Tasks to perform -
a. In the excerpt about health workers below, what does the senior staff nurse in Lagos still do when off duty after extended shifts?
b. Reproduce the part of the excerpt about health workers below from the words "The source said" up to and including the words "not get infected.".

Excerpt to read -
_ _ _

The source said the newly introduced graduated emolument for health workers was rather discriminatory and demotivating.

It’s overwhelming work

A senior staff nurse in Lagos said working in the isolation centre was exhausting, saying “many of us start the day already exhausted. For me as a healthcare worker, I am on essential duty and there is nothing like working from home.

“I must be at my duty post. And even when I’m off duty after extended shifts, I still do  chartings and follow ups.

“  Many of the patients in isolation are traumatised and depressed and usually require counselling. I am tasked with providing care for them and gaining their trust.”

Another health worker said: “Coping with COVID-19 is overwhelming. We have to watch out for ourselves too and ensure we do not get infected.

‘’We’re trying to keep up, but sometimes things do get chaotic and even our leadership appears confused, but we always rally around and pull things  back  together. The patients usually cooperate with us because their lives depend on it.”

_ _ _

Records from a data source
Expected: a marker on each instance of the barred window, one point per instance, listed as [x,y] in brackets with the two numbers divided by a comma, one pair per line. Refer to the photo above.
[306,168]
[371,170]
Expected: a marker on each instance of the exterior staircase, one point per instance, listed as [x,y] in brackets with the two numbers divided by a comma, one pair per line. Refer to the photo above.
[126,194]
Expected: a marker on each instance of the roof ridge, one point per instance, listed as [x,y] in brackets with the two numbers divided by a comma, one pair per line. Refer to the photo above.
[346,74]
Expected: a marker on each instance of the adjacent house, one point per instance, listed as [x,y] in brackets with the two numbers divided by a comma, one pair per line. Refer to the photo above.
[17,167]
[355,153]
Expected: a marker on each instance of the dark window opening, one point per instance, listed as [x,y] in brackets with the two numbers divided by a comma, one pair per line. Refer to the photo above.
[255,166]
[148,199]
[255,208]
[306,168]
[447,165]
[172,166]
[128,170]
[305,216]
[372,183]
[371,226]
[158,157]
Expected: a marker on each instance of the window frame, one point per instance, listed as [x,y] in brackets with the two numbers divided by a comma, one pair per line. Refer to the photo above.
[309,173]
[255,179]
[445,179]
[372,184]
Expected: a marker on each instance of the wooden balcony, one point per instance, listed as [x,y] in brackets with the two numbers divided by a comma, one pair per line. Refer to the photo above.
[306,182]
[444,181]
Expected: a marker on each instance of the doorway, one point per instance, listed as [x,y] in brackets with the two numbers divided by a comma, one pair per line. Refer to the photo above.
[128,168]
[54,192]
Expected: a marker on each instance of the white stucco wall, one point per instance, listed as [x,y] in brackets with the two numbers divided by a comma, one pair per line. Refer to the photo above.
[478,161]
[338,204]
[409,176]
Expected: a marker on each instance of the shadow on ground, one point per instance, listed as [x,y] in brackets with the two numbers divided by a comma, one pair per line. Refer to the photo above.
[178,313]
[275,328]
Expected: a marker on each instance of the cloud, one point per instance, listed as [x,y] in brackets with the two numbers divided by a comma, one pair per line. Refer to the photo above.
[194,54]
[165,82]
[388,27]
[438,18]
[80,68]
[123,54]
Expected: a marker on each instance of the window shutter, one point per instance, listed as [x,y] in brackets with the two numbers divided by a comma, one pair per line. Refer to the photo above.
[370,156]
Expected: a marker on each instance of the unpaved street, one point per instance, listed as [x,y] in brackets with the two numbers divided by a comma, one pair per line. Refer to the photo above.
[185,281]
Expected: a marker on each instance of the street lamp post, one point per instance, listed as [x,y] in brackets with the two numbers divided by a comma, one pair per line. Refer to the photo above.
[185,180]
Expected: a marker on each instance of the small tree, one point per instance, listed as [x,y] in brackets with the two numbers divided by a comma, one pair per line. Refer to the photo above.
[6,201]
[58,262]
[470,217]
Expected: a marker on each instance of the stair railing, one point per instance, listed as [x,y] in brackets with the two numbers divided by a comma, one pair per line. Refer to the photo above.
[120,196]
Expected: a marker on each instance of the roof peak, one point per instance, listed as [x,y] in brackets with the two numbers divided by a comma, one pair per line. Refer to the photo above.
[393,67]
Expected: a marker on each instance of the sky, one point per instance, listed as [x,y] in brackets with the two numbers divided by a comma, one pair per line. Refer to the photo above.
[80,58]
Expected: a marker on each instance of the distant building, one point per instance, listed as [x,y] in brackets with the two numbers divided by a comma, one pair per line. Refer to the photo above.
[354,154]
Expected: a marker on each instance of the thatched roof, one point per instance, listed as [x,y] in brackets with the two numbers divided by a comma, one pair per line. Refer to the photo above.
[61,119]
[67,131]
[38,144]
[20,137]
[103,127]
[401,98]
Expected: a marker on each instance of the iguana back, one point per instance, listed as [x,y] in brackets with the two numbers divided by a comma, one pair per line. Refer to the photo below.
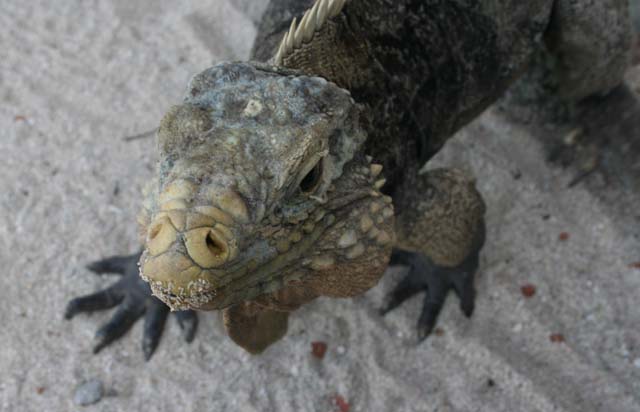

_ _ _

Problem solutions -
a. She still does chartings and follow ups.

b.
The source said the newly introduced graduated emolument for health workers was rather discriminatory and demotivating.

It’s overwhelming work

A senior staff nurse in Lagos said working in the isolation centre was exhausting, saying “many of us start the day already exhausted. For me as a healthcare worker, I am on essential duty and there is nothing like working from home.

“I must be at my duty post. And even when I’m off duty after extended shifts, I still do  chartings and follow ups.

“  Many of the patients in isolation are traumatised and depressed and usually require counselling. I am tasked with providing care for them and gaining their trust.”

Another health worker said: “Coping with COVID-19 is overwhelming. We have to watch out for ourselves too and ensure we do not get infected.